Your reply should reproduce each line below exactly and carry none of the pictures.

===

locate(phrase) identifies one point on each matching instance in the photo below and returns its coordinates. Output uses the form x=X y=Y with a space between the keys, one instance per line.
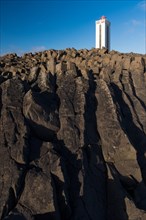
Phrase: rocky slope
x=73 y=136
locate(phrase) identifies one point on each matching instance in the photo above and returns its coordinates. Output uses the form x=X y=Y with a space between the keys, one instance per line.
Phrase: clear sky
x=35 y=25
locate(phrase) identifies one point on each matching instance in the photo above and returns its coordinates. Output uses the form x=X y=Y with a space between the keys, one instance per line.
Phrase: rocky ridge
x=73 y=135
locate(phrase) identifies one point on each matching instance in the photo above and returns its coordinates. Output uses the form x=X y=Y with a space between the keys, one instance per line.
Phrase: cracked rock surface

===

_OUTPUT FOR THIS TASK:_
locate(phrase) identifies one point on each matching instance in the photo below and returns its coordinates. Output uses the form x=X y=Y with a space between the keys, one instance per line.
Phrase: rocky slope
x=73 y=136
locate(phrase) identifies one point on each matching instance in the photo above and returns its coordinates. Output uses the form x=X y=Y with a space between the keys, one instance per line.
Phrase: clear sky
x=35 y=25
locate(phrase) identifies one point on each matching instance in the photo above and returns its coordinates. Output uses the form x=X y=Y with a space between the keys, one instance per line.
Phrase: rocky ridge
x=73 y=135
locate(phrase) identifies one point on each matching instance in the photo above and returns its coordinates. Output uses the form x=X y=Y with a space between the keys, one instance per line.
Phrase: cracked rock surface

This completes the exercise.